-- BEGIN SUPPLIED RECORDS --

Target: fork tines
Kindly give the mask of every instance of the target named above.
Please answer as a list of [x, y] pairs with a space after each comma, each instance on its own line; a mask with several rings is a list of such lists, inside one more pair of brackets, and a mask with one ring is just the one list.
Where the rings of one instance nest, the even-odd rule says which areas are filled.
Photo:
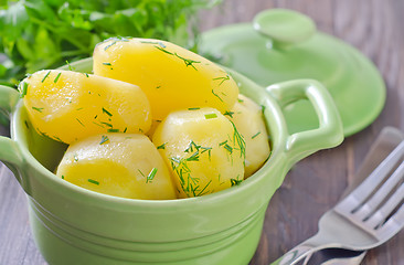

-- END SUPPLIED RECORDS --

> PROBLEM
Rewrite the lines of the rows above as a numbered list, skipping blank lines and leaving out the pictures.

> SOLUTION FOR THIS PROBLEM
1. Target: fork tines
2. Kindly give the mask of every instance of the target named above.
3. Please answer as a list of [x, y] pairs with a space after each comma, each instance on its own line; a mask with several rings is a list of such lists, inside one more pair of brackets, and a mask with one ring is just the one list.
4. Where the rings of one instance nest, the even-odd rule says which areas are filled.
5. Photo:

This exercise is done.